**Short task**
Copy the data below word for word, from the line with "Pick out the boy's ear" to the line with "x=560, y=147", both of those lines included, and nothing else.

**Exercise inputs**
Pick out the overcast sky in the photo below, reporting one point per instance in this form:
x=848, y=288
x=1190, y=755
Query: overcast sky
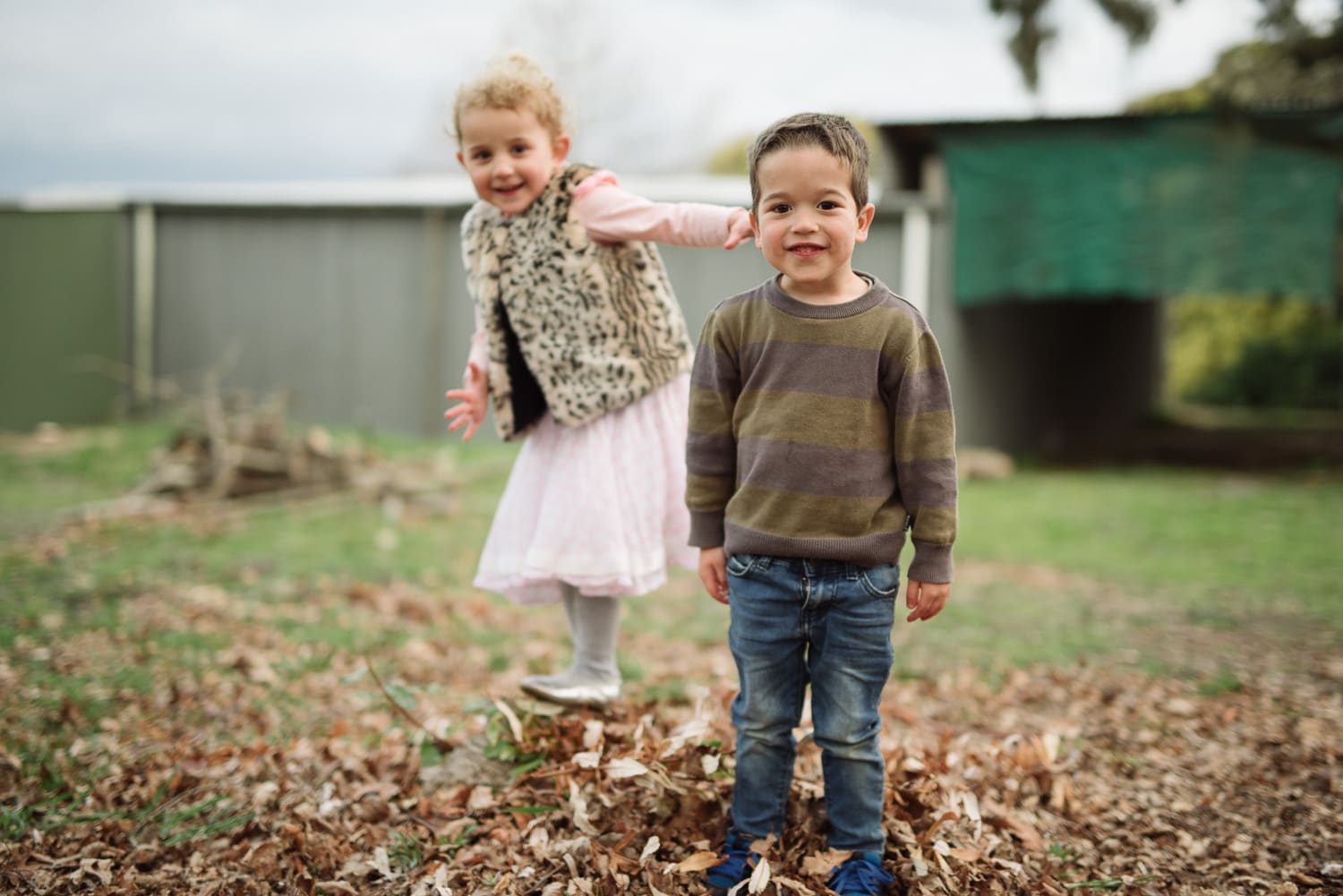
x=172, y=90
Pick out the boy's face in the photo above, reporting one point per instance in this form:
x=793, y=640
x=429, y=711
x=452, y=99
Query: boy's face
x=808, y=220
x=509, y=155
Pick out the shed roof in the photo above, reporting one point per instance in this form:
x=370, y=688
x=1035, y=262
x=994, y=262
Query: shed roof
x=1141, y=206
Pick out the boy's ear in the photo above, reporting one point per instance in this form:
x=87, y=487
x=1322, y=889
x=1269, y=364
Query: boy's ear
x=865, y=217
x=560, y=147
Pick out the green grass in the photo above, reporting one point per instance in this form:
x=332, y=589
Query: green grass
x=1057, y=565
x=1246, y=544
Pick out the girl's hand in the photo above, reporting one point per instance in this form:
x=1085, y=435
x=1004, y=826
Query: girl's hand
x=473, y=397
x=739, y=228
x=926, y=598
x=714, y=573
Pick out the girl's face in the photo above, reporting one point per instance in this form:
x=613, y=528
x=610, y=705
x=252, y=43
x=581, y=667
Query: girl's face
x=509, y=156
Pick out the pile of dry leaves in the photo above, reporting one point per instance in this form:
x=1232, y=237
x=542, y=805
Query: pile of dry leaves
x=1047, y=782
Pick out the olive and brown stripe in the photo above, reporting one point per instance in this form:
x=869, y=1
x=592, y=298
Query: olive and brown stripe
x=822, y=431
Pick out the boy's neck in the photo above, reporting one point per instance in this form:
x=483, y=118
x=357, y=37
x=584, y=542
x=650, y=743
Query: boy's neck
x=848, y=289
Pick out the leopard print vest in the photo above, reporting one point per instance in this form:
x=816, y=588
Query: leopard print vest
x=574, y=327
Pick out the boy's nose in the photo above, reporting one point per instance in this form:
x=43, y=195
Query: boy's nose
x=805, y=225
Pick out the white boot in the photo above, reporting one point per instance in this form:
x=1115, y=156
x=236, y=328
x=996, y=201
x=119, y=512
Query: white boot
x=594, y=678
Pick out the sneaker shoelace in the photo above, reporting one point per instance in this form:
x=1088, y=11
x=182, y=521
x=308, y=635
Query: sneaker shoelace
x=860, y=876
x=736, y=863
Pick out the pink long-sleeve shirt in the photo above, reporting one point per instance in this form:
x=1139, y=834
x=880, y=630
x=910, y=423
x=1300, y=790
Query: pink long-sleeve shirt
x=612, y=214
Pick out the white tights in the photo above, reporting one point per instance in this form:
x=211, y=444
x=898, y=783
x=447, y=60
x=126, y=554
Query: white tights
x=594, y=627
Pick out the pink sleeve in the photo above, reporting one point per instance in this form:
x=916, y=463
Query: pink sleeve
x=612, y=215
x=480, y=352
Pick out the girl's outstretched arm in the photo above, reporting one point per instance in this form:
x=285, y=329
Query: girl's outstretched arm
x=612, y=214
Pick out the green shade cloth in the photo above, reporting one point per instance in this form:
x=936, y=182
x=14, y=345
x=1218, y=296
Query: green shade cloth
x=1146, y=207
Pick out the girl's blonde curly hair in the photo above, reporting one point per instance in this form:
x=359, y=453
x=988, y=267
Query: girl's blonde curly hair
x=513, y=82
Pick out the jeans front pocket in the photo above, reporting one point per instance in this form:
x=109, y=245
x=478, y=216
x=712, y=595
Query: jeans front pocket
x=739, y=565
x=883, y=581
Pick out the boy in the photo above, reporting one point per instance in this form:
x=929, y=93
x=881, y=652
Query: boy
x=821, y=431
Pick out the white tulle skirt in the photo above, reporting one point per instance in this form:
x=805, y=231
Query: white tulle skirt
x=601, y=507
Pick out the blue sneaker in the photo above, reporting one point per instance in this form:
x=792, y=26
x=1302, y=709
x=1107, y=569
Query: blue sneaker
x=861, y=875
x=736, y=861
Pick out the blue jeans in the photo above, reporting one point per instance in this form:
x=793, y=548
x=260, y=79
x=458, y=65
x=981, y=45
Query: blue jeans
x=826, y=624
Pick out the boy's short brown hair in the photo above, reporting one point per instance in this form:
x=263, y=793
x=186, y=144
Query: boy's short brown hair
x=513, y=82
x=833, y=133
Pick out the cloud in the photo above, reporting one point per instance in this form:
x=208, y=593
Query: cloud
x=220, y=89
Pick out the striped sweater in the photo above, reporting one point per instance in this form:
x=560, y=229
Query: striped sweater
x=822, y=431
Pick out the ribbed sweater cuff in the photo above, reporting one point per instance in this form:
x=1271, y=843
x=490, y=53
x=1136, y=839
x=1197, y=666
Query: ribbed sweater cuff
x=931, y=563
x=706, y=528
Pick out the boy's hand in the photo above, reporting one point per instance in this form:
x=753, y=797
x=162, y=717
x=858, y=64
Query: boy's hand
x=473, y=397
x=924, y=598
x=739, y=228
x=714, y=573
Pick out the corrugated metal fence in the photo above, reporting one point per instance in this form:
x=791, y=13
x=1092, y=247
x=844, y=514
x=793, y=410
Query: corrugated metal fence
x=359, y=313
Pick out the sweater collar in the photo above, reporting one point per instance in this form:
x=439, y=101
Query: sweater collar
x=790, y=305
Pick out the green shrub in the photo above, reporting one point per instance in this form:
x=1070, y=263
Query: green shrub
x=1253, y=352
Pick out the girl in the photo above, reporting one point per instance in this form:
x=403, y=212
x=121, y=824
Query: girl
x=585, y=351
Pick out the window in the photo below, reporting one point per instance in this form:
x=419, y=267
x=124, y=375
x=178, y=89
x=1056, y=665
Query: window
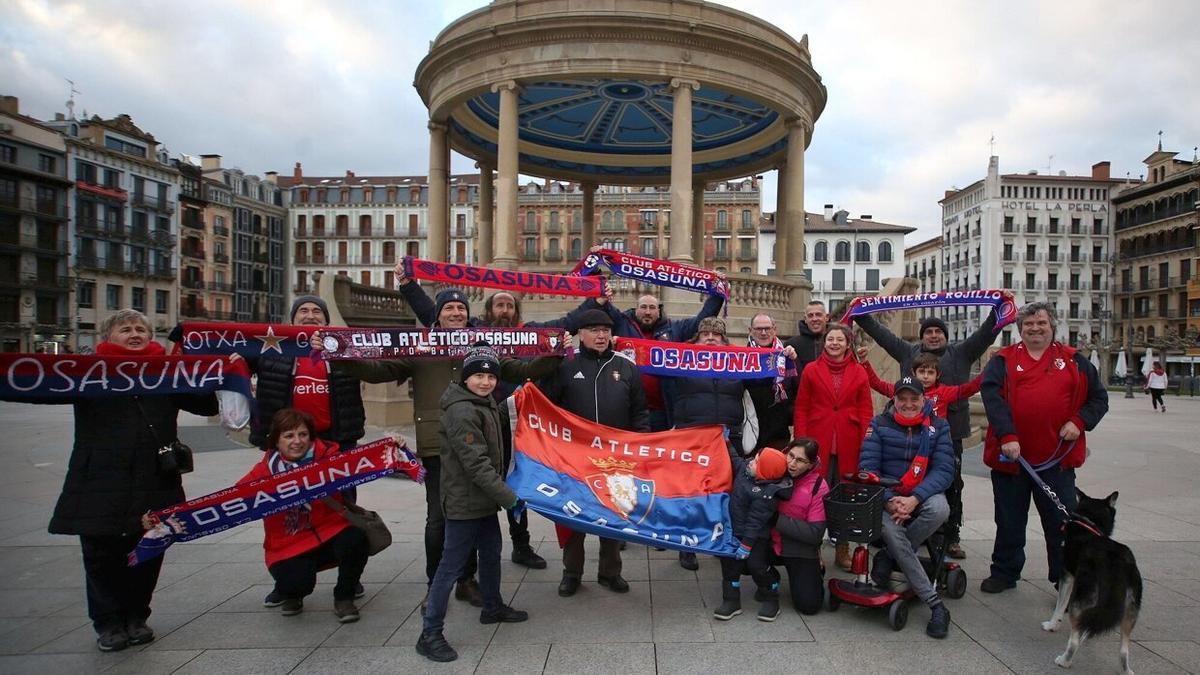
x=863, y=251
x=821, y=252
x=885, y=251
x=841, y=252
x=85, y=294
x=113, y=297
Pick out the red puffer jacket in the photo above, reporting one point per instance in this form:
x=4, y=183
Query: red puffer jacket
x=298, y=531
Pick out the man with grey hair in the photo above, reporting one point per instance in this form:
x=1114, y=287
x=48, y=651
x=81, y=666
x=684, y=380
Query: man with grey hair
x=1041, y=396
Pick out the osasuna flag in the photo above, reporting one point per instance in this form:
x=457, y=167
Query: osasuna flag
x=250, y=340
x=999, y=299
x=667, y=489
x=679, y=359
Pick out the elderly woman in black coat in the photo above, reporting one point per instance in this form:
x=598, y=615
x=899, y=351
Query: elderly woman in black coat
x=113, y=478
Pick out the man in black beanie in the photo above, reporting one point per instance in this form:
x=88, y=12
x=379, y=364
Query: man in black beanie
x=954, y=362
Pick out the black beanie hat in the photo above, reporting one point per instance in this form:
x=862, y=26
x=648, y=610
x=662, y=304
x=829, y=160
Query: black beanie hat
x=313, y=299
x=450, y=296
x=934, y=322
x=481, y=358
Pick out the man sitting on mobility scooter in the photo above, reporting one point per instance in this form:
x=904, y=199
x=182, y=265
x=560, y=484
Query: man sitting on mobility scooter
x=912, y=447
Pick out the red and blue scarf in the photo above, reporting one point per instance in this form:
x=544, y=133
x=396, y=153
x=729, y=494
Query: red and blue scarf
x=291, y=488
x=1000, y=300
x=653, y=270
x=505, y=279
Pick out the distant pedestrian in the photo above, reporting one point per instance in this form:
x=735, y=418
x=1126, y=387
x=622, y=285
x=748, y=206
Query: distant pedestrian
x=1156, y=383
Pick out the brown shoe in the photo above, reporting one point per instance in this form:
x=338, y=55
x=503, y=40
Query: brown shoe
x=841, y=555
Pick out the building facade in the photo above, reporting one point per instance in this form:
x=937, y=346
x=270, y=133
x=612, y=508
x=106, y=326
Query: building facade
x=921, y=262
x=361, y=226
x=124, y=223
x=637, y=220
x=1156, y=256
x=1045, y=238
x=844, y=257
x=34, y=268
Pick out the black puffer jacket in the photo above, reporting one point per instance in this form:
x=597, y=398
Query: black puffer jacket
x=113, y=473
x=604, y=387
x=754, y=503
x=276, y=381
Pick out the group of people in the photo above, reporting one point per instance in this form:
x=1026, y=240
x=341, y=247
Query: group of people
x=791, y=437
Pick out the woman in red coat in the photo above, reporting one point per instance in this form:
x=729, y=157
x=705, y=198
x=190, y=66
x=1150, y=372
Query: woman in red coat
x=834, y=407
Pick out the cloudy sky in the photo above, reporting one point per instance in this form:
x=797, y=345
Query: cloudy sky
x=916, y=89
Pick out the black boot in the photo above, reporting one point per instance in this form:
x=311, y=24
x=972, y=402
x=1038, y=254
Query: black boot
x=731, y=601
x=769, y=608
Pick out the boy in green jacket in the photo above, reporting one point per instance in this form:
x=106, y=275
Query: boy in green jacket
x=473, y=489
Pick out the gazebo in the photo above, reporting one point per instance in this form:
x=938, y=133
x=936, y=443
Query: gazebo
x=618, y=93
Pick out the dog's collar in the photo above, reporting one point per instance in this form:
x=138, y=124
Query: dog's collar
x=1086, y=525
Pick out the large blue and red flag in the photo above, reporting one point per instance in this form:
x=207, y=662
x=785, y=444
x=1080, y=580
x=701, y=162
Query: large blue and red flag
x=667, y=489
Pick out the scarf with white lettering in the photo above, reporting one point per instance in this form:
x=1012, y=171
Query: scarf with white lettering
x=652, y=270
x=508, y=280
x=123, y=372
x=678, y=359
x=1000, y=300
x=441, y=342
x=281, y=491
x=786, y=368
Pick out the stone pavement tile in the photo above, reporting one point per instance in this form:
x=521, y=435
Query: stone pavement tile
x=249, y=661
x=389, y=661
x=765, y=657
x=83, y=639
x=593, y=615
x=33, y=633
x=611, y=657
x=43, y=663
x=153, y=662
x=1099, y=655
x=918, y=655
x=36, y=602
x=513, y=659
x=1183, y=653
x=461, y=625
x=251, y=631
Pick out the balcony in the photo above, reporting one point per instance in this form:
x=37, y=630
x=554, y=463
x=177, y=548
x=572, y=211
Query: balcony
x=153, y=202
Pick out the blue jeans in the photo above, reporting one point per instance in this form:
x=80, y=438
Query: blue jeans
x=463, y=537
x=903, y=542
x=1011, y=494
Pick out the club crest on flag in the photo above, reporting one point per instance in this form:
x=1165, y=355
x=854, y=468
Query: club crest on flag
x=628, y=495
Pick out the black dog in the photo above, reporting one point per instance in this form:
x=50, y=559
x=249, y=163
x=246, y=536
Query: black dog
x=1101, y=586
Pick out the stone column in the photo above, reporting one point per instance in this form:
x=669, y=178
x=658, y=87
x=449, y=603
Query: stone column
x=793, y=190
x=589, y=216
x=505, y=242
x=439, y=193
x=697, y=223
x=486, y=222
x=681, y=171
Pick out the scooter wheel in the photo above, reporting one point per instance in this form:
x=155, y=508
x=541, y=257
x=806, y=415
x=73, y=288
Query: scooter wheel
x=955, y=584
x=898, y=614
x=832, y=601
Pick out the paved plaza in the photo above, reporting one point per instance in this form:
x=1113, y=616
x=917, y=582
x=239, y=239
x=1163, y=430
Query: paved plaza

**Written response**
Pick out the boy's ear in the photo above, reporting one point per instance in this form:
x=87, y=487
x=1322, y=889
x=1269, y=364
Query: boy's ear
x=865, y=217
x=560, y=147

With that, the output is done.